begin Input
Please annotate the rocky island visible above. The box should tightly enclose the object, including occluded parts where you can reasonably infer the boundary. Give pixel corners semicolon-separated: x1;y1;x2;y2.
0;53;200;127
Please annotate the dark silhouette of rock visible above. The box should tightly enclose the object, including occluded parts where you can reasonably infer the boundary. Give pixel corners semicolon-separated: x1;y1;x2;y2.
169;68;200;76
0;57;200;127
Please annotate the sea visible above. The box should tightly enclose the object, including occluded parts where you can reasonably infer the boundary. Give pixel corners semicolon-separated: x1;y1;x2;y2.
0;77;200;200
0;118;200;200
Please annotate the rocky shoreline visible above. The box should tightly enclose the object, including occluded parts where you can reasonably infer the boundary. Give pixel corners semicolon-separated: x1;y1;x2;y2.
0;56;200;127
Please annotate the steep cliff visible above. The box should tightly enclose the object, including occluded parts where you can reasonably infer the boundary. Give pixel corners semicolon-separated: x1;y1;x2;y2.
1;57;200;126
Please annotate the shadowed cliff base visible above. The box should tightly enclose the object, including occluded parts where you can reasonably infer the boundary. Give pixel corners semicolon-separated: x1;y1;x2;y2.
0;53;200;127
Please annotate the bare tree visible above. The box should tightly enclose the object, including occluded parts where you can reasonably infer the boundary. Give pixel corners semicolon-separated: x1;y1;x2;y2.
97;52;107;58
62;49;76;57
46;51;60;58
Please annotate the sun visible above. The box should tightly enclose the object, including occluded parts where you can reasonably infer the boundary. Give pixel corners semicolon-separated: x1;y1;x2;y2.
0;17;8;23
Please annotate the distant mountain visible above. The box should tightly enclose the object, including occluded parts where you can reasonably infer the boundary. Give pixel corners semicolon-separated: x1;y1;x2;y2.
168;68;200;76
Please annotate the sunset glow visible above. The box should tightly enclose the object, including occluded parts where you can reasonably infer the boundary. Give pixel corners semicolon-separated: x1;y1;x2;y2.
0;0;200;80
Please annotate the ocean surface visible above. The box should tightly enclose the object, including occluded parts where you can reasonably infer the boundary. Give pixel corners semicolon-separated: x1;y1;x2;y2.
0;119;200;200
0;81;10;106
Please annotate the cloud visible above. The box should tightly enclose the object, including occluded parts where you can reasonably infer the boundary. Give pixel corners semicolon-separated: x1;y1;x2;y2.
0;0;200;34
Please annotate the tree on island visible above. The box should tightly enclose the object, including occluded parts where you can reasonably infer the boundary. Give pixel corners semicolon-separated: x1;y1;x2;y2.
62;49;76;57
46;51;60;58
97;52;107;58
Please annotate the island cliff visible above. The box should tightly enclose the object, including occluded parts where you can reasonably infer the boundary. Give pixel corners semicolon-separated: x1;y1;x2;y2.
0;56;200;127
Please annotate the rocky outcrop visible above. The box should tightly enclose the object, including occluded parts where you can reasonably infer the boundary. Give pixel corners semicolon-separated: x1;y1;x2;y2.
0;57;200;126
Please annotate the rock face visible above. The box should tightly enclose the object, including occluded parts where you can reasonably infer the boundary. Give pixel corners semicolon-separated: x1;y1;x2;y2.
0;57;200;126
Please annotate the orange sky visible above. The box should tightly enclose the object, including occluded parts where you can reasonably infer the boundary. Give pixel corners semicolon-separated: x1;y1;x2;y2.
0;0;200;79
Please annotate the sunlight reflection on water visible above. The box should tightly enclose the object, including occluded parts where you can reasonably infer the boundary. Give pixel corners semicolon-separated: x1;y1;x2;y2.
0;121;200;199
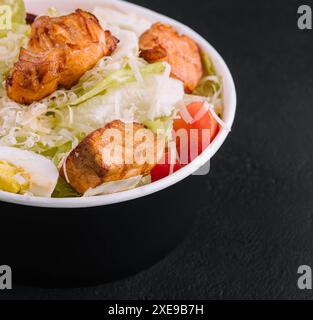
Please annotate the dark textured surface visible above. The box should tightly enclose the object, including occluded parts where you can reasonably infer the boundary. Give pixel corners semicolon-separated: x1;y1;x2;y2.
0;0;313;299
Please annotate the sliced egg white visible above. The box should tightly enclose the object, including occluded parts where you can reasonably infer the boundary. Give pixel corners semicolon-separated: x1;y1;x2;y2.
0;147;59;197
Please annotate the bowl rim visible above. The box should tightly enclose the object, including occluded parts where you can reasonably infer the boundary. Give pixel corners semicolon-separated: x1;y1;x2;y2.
0;0;237;208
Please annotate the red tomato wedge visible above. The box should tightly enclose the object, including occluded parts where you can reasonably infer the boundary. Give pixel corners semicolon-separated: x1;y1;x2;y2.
174;101;219;164
151;153;182;182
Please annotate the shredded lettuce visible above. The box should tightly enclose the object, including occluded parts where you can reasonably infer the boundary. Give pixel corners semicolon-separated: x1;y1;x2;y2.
0;0;30;84
193;53;222;100
71;62;165;106
52;177;80;198
0;0;222;198
143;117;173;137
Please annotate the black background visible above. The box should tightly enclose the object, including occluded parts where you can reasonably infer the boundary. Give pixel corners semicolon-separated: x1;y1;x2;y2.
0;0;313;299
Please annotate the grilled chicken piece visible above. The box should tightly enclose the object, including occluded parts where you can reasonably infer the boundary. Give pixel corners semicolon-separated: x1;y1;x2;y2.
6;9;118;104
61;120;164;194
139;22;203;93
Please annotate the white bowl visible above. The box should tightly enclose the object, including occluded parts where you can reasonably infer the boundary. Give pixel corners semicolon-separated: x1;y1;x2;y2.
0;0;236;208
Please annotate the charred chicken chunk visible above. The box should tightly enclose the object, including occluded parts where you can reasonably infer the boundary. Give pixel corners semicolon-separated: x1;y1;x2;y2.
139;22;203;93
61;120;164;194
6;9;118;104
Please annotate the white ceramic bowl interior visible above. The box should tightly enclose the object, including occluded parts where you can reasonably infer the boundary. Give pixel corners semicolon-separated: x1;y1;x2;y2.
0;0;236;208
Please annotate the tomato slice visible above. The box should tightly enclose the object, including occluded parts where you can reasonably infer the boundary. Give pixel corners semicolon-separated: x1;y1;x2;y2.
174;101;219;164
151;153;182;182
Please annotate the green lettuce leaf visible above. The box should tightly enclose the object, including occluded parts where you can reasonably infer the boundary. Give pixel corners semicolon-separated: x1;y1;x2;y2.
52;177;80;198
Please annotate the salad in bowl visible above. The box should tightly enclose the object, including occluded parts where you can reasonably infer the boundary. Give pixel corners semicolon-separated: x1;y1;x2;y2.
0;0;236;207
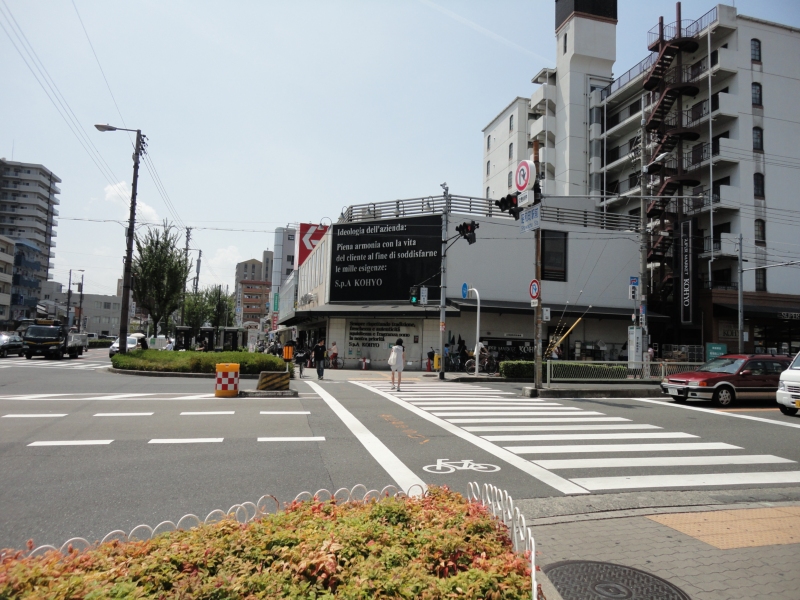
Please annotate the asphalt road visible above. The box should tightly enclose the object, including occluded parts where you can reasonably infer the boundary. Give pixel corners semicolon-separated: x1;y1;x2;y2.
0;350;800;547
end Input
> **Task directions**:
Copy out only the lines starting with the first and going on through the line with "0;118;200;200", requests included, and shift each coordinate in the answers up by 132.

> **Answer below**:
Please annotate the rocky island visible above. The box should tightly enclose the object, including occluded parts where you can reasonably infer the boundary. Give pixel corners semicolon-separated: x1;y1;x2;y2.
132;185;332;259
Please annotate the dark silhouette of rock visible above. The box should tightly enclose the object, including occluded parts where you can reasonably infer the boundary. Give pixel corners semicolon-separated: x1;y1;x2;y2.
301;200;332;208
132;189;332;259
Please annotate the sea visible above. The box should tightly enclose the object, including occluded parts where you can reasonably infer the boundary. Give pixel corners semicolon-separated: x1;y1;x2;y2.
132;209;332;332
132;250;332;332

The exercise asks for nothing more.